Aufgabe: Nenne alle Länder- und Städtenamen, die im folgenden Artikel über chinesische Kräutermedizin gegen Corona als Ortsangabe vorkommen.

Ausgewählter Auszug:
++++++++
Corona-Pandemie in China: Staatlich geförderte Esoterik

Peking propagiert traditionelle Medizin gegen Covid. Wissenschaftlich sind die Kräutermischungen umstritten, doch wirtschaftlich locken Gewinne.

Eine Frau in Arbeitskleidung befüllt eine Blechschale mit braunen Stückchen

In einer Fabrik für traditionelle chinesische Medizin wird ein Mittel gegen Corona hergestellt Foto: China daily via reuters

PEKING taz | Als die Behörden Schanghai abriegelten, klagten die Menschen schon bald über die zusammengebrochene Lebensmittelversorgung. Während frisches Gemüse und Speiseöl nur noch sporadisch angeliefert wurden, erhielten die knapp 26 Millionen Einwohner eine Kräutermischung aus Süßholzwurzeln und Aprikosensamen. „Lianhua Qingwen“ heißt das kapselförmige Wundermittel. Es fällt unter das Sammelspektrum TCM – traditionelle chinesische Medizin.
++++++++
(Daten zur Punktlokalisierung)
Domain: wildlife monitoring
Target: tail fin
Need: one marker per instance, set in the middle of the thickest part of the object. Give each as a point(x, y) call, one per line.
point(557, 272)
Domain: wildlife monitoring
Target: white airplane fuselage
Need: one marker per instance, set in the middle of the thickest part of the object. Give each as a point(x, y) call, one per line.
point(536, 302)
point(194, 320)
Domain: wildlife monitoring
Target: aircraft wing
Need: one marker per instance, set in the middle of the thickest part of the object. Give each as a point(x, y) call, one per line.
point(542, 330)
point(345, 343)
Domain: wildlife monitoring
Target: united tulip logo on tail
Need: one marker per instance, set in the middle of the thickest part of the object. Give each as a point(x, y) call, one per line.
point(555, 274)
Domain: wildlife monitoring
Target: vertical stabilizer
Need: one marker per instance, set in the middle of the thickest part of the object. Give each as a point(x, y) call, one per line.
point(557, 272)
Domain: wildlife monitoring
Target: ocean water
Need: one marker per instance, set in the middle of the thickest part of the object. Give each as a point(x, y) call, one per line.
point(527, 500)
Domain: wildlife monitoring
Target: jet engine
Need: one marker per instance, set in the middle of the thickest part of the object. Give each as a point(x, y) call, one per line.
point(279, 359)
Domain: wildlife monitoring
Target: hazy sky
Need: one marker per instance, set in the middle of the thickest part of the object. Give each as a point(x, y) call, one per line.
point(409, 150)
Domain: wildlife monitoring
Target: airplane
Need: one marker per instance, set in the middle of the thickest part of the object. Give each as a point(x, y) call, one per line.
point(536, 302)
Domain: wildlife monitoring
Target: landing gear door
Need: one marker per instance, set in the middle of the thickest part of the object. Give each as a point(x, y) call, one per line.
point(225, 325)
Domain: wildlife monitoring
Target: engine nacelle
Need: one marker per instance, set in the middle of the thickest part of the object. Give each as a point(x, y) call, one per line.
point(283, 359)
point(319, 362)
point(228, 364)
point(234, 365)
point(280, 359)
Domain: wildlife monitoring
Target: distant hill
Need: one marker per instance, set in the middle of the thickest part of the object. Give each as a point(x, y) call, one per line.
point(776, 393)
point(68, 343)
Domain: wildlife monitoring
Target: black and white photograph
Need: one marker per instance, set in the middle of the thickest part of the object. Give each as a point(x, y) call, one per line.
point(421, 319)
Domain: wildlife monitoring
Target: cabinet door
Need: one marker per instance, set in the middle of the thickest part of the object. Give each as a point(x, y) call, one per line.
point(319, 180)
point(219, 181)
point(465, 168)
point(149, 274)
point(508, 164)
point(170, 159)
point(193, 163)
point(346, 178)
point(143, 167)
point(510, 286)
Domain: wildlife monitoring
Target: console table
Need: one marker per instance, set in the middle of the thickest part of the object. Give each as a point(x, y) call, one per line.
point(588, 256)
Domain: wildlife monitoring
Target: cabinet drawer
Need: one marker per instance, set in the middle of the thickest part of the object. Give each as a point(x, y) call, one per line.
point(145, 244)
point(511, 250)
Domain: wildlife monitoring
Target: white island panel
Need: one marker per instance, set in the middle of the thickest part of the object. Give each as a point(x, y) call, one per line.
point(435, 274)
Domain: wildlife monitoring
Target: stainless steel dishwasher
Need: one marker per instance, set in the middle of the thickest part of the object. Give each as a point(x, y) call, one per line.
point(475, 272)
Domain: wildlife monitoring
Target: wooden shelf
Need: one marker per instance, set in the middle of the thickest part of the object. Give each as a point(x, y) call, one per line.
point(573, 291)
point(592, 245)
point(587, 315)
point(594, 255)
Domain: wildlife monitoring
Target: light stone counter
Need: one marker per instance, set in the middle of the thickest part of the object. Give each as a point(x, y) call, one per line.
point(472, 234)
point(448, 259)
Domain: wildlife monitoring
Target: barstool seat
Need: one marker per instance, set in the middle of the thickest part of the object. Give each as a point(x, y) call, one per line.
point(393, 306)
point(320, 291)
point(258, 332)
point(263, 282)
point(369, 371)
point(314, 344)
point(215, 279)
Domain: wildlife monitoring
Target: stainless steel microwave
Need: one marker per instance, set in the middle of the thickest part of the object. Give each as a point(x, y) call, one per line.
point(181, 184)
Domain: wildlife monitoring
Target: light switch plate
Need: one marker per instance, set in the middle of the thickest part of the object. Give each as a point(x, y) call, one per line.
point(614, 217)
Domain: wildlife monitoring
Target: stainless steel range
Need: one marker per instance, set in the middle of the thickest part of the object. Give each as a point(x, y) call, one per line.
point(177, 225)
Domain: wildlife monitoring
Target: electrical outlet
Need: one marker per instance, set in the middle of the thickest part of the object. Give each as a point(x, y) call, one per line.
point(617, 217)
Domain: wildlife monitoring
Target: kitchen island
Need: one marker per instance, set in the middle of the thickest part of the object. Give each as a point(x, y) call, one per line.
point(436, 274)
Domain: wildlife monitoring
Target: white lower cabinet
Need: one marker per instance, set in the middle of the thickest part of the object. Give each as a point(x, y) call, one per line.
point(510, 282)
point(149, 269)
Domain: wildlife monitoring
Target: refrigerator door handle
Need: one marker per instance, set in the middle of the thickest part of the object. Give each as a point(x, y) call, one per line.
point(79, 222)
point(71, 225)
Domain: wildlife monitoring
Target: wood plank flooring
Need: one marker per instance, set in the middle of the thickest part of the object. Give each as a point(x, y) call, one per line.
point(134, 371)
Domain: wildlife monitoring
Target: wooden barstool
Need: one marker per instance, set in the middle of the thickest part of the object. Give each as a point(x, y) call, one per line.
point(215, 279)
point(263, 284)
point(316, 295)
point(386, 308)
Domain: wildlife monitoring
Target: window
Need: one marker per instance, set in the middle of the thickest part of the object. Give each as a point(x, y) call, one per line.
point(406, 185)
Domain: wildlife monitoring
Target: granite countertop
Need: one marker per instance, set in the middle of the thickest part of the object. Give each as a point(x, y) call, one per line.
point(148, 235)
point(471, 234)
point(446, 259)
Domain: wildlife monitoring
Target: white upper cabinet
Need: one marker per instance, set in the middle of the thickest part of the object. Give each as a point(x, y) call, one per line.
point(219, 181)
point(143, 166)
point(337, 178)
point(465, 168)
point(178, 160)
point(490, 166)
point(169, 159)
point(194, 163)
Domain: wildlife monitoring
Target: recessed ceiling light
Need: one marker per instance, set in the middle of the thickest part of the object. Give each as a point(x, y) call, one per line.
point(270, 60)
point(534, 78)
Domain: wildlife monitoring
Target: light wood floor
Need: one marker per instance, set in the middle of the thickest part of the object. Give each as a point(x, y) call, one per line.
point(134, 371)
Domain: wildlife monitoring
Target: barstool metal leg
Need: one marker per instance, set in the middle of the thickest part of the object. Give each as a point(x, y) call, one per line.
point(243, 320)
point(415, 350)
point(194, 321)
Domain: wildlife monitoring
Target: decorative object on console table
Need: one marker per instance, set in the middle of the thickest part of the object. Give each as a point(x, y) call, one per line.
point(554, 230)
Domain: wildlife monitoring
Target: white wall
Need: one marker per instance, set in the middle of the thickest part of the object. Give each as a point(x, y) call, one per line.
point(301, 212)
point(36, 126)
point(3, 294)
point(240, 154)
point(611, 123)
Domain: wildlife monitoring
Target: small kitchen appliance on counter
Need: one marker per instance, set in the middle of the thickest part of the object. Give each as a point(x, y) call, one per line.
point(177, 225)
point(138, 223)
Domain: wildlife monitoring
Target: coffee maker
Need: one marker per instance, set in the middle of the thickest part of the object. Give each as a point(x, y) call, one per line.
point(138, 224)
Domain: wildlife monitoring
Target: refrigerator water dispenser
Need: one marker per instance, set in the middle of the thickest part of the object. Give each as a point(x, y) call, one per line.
++++++++
Lösung: China, Peking, Schanghai